__TO BE DONE__
For each statement, decide whether it agrees with the data utilities text. Answer yes or no, and quote the exact words from the text that settle it.
(a) The functions are stable unless the text says otherwise.
(b) The in-house extractors do not use these functions.
(c) The header to include is libtracker-extract/tracker-extract.h.

__TEXT BLOCK__
((

Data utilities

Data utilities — Functions for coalescing, merging, date handling and normalizing

Stability Level

Stable, unless otherwise indicated

Synopsis

#include <libtracker-extract/tracker-extract.h>

gchar*              tracker_coalesce                    (gint n_values,
                                                         ...);
const gchar*        tracker_coalesce_strip              (gint n_values,
                                                         ...);
gchar*              tracker_merge                       (const gchar *delimiter,
                                                         gint n_values,
                                                         ...);
gchar*              tracker_merge_const                 (const gchar *delimiter,
                                                         gint n_values,
                                                         ...);
gssize              tracker_getline                     (gchar **lineptr,
                                                         gsize *n,
                                                         FILE *stream);
gchar*              tracker_text_normalize              (const gchar *text,
                                                         guint max_words,
                                                         guint *n_words);
gboolean            tracker_text_validate_utf8          (const gchar *text,
                                                         gssize text_len,
                                                         GString **str,
                                                         gsize *valid_len);
gchar*              tracker_date_format_to_iso8601      (const gchar *date_string,
                                                         const gchar *format);
gchar*              tracker_date_guess                  (const gchar *date_string);

Description

This API is provided to facilitate common more general functions which extractors may find useful. These functions are also used by the in-house extractors quite frequently.

))

__STORED DATA__
((

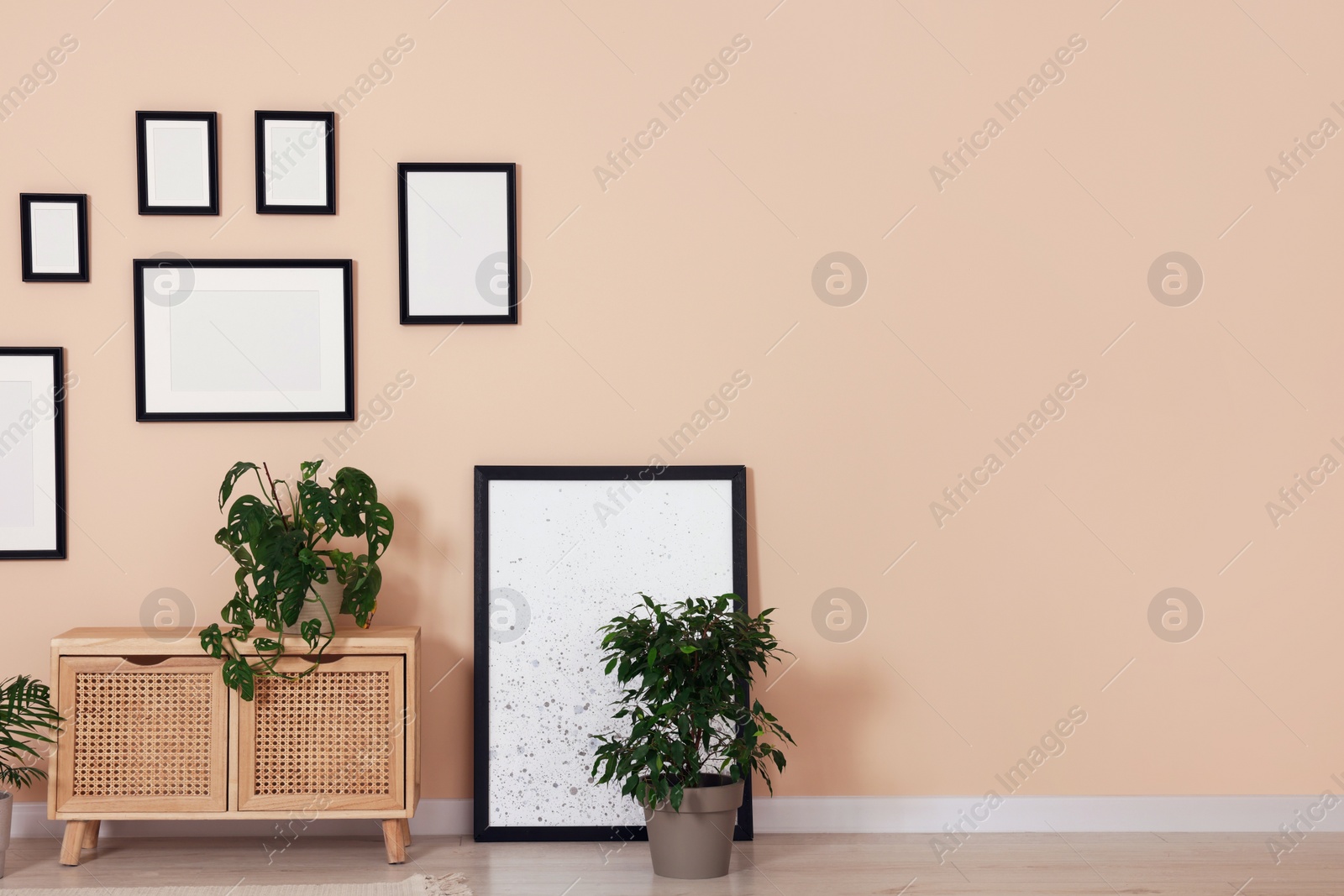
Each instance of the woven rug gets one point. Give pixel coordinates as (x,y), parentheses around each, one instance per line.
(417,886)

))

__CORRECT ANSWER__
(a) Yes: "Stable, unless otherwise indicated"
(b) No: "These functions are also used by the in-house extractors quite frequently."
(c) Yes: "#include <libtracker-extract/tracker-extract.h>"